(Excerpts from point annotation data)
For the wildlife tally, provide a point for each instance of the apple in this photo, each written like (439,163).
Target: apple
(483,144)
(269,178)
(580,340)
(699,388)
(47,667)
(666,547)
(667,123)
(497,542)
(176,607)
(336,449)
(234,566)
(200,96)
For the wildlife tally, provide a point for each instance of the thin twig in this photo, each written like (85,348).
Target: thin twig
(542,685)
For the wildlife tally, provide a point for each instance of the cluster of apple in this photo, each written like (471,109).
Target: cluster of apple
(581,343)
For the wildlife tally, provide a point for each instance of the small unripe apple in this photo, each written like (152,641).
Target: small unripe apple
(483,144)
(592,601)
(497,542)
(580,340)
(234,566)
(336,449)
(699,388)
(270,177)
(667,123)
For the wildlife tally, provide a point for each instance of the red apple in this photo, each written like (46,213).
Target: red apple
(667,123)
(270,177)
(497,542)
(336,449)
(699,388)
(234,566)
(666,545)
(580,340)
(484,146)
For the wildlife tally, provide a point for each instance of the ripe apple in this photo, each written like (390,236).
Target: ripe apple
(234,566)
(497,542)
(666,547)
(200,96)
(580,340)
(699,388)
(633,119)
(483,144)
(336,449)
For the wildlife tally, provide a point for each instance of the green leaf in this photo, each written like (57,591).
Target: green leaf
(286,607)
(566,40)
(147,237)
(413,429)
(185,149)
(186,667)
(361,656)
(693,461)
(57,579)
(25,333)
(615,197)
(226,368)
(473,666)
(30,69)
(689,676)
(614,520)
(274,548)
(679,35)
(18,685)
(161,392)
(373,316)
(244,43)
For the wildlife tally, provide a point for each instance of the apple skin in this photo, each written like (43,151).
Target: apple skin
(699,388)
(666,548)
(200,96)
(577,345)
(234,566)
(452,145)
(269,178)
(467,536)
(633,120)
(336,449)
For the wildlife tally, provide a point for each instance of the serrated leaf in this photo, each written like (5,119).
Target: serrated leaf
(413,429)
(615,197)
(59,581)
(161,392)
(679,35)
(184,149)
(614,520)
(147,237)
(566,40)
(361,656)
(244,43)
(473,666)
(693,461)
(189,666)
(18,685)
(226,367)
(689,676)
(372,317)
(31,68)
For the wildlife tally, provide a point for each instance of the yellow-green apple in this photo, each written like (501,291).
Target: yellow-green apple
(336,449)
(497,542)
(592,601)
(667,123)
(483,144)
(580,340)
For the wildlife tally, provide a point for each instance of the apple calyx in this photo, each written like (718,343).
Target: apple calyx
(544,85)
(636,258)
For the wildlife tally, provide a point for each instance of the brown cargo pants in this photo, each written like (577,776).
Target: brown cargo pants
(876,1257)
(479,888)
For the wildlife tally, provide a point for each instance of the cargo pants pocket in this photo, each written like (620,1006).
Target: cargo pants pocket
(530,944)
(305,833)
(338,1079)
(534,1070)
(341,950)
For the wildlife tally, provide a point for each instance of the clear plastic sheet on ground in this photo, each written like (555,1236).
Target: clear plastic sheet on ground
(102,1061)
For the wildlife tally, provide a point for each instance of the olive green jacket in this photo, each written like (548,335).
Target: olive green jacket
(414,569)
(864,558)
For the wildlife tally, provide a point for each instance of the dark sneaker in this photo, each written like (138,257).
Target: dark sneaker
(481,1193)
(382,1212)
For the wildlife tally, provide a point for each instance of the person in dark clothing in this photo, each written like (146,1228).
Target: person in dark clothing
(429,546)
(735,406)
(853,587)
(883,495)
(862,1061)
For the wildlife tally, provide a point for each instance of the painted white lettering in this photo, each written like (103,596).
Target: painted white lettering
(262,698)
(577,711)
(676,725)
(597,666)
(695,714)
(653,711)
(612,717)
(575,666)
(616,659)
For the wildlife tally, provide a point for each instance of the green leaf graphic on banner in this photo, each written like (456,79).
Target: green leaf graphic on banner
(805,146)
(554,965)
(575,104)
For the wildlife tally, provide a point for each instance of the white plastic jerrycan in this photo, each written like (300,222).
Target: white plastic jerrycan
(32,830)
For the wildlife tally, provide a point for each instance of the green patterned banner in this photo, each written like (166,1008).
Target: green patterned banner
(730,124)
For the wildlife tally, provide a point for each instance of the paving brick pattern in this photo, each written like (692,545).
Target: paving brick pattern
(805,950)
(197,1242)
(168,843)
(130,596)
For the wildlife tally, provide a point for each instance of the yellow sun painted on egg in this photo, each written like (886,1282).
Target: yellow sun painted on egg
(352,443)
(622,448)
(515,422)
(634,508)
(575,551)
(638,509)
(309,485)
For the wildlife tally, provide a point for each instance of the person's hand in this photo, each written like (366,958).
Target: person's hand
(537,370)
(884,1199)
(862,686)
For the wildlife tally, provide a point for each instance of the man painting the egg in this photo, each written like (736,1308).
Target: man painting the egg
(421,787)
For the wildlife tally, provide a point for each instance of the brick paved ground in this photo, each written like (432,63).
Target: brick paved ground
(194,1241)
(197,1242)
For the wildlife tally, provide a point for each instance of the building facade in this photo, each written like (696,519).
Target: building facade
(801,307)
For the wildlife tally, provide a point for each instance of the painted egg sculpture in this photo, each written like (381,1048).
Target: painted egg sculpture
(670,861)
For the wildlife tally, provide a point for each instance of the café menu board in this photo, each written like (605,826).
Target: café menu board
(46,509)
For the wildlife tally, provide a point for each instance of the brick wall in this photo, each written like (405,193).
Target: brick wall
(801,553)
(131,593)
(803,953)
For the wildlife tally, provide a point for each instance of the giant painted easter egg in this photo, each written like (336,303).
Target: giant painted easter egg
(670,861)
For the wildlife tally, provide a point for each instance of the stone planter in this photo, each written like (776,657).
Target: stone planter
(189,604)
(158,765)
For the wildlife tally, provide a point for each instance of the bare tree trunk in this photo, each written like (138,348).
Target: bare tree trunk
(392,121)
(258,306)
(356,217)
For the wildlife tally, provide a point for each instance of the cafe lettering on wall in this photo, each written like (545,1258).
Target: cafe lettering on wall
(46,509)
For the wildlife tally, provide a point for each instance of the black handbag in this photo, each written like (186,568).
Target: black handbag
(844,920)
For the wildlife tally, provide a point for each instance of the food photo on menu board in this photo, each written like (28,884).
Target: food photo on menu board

— The request —
Return the entries above exactly, each one complete.

— Answer for the task —
For the wildlife tally, provide a point for each instance of the apple in this photo, each written like (439,163).
Target: apple
(483,144)
(269,178)
(580,340)
(699,388)
(47,667)
(666,547)
(667,123)
(497,542)
(176,607)
(336,449)
(234,566)
(200,96)
For the wildlife tally, provide a point for each instance of the thin twig in this photo, each written like (85,348).
Target: thin twig
(542,685)
For the wildlife tally, provide a point for each instance of the cluster of apple in this photo, each written like (471,109).
Target: cluster of apple
(581,343)
For the wildlife tally, provide a point for each instance of the small unripe apple in this photo, each written like (152,641).
Target: small unripe apple
(483,144)
(592,601)
(497,542)
(580,340)
(234,566)
(336,449)
(699,388)
(270,177)
(667,123)
For the wildlife tally, provide a point for each instance of the red apple in this photo, each written like (46,213).
Target: red apple
(667,123)
(270,177)
(497,542)
(336,449)
(699,388)
(234,566)
(666,545)
(580,340)
(484,146)
For the wildlife tally, provide a point for each instance of the ripe apple in this photo, each written like (390,236).
Target: ripe apple
(234,566)
(497,542)
(666,547)
(200,96)
(580,340)
(699,388)
(633,119)
(483,144)
(336,449)
For the wildlife tally, provide a point for each instance of the green leaf in this photo, each written like (57,591).
Target: green leaf
(286,607)
(566,40)
(147,237)
(413,429)
(185,149)
(186,667)
(361,656)
(693,461)
(57,579)
(25,333)
(615,197)
(226,368)
(473,666)
(30,69)
(689,676)
(614,520)
(274,548)
(679,35)
(18,685)
(161,392)
(373,316)
(244,43)
For the wildlife tally, provide a point for each instance of the apple skin in this photo, each written like (43,151).
Target: apple skin
(699,388)
(666,548)
(200,96)
(577,345)
(234,566)
(452,145)
(269,178)
(467,536)
(633,120)
(336,449)
For the wildlife tally, provide a point for each instance of the serrated leaf in this photo, each written like (5,119).
Target: serrated leaf
(413,429)
(615,197)
(59,581)
(161,392)
(679,35)
(184,149)
(614,520)
(147,237)
(566,40)
(361,656)
(244,43)
(473,666)
(693,461)
(189,666)
(18,685)
(226,367)
(689,676)
(372,317)
(31,68)
For the wildlife tally, provide a point for each instance of the yellow-green apple in this photo, each written like (501,291).
Target: yellow-green apple
(336,449)
(497,542)
(592,601)
(667,123)
(483,144)
(580,340)
For the wildlife tally, provide a point for each instance of the apple calyx in this photo, each written like (718,343).
Target: apple calyx
(544,85)
(636,258)
For the wildlife tally, provide a point for each instance of the brown cargo pants in this photo, each written like (577,776).
Target: brown cargo pants
(876,1257)
(479,888)
For the wildlife tally, provide a point for each instance of the cargo pants pocket in this photo, each written like (620,1006).
Target: cargo pants pocket
(530,944)
(305,833)
(338,1079)
(534,1070)
(341,950)
For the wildlife tally, provide a point for each instance of the clear plastic sheet on ground in this photo, each written like (555,1236).
Target: clear plastic sheet on ground
(102,1061)
For the wildlife tally, provide a point for each instance of the olive green jacket in this photo, each written like (548,335).
Target: olive green jacket
(414,569)
(864,558)
For the wildlife tally, provide a point for each instance of the dark sneaker in this photo, each written like (138,257).
Target: dark sneaker
(481,1193)
(382,1212)
For the wildlife tally, provide a point for each instance of the person in dark clothing in this photo, each written like (146,1228).
Target: person in dark clothing
(429,546)
(735,406)
(853,587)
(883,495)
(862,1061)
For the wildlife tally, provide a point for each instance of the painted white lettering in this photo, each written like (103,596).
Target: painted white lettering
(262,698)
(577,711)
(676,725)
(597,666)
(695,714)
(653,711)
(612,717)
(575,666)
(616,659)
For the wildlife tally, provide a point for each instance of the green leaf graphic on banner in this photo, each written like (456,79).
Target: green leaf graphic on banner
(805,146)
(554,965)
(575,104)
For the wildlife tally, provide a point for each instance of the white plastic jerrycan in this photo, each written like (300,222).
Target: white plastic jerrycan
(32,830)
For the wildlife tally, provide a point for each instance of the green patterned banner in this photo, each written like (166,1008).
Target: green patterned banner
(730,124)
For the wildlife tally, provide a point for each instance of the paving brick pattern in this photo, each written like (692,545).
Target: paving brick pattern
(805,950)
(197,1242)
(168,843)
(130,596)
For the wildlife tally, provide a point for each instance of the yellow sun painted on egg in this photo, each written like (886,1282).
Target: yellow sun painted on egg
(352,443)
(622,448)
(515,422)
(634,508)
(575,551)
(638,509)
(309,485)
For the wildlife tally, provide a point for each instance of the person's hand in this photo, each written like (366,958).
Target: person's hand
(537,370)
(884,1199)
(862,686)
For the wildlife tally, provide a point for each instance of the man painting the egg in this photo, each written like (736,1308).
Target: man painting the egg
(421,787)
For the wildlife tally, provide a point for each instance of the brick paved ground in this photo, each written like (432,63).
Target: brick paved ground
(194,1241)
(197,1242)
For the wildlife tally, provide a point for each instance of the building facade in this photo, each written like (696,519).
Target: building facade
(801,307)
For the wildlife tally, provide a point for each instance of the painted egg sculpture in this photo, each written like (381,1048).
Target: painted egg sculpture
(670,861)
For the wildlife tally, provide a point for each instance of the café menu board in this photo, each written like (605,826).
Target: café menu board
(46,509)
For the wildlife tally, provide a point for each instance of the brick wall in this photo, each written like (405,193).
Target: brick wall
(801,553)
(131,593)
(803,953)
For the wildlife tally, provide a point for each instance of the giant painted easter egg in this photo, each written like (336,303).
Target: giant painted easter egg
(670,861)
For the wildlife tally, provide a point for each instance of the stone planter in this photo, each written like (776,657).
Target: stone planter
(189,604)
(158,765)
For the wildlife tally, provide a point for each instance of the bare tree trunk in this photo, each written like (138,348).
Target: bare tree trunk
(392,121)
(258,306)
(356,217)
For the wildlife tally, provide a point for each instance of the cafe lettering on wall in this photo, each written like (545,1258).
Target: cafe lettering on wall
(46,509)
For the wildlife tally, provide a point for each instance of the black handbag in this photo, each written like (186,568).
Target: black handbag
(844,920)
For the wildlife tally, provide a point for each instance of the food photo on menu board in this photo, each written like (28,884).
Target: food photo on menu board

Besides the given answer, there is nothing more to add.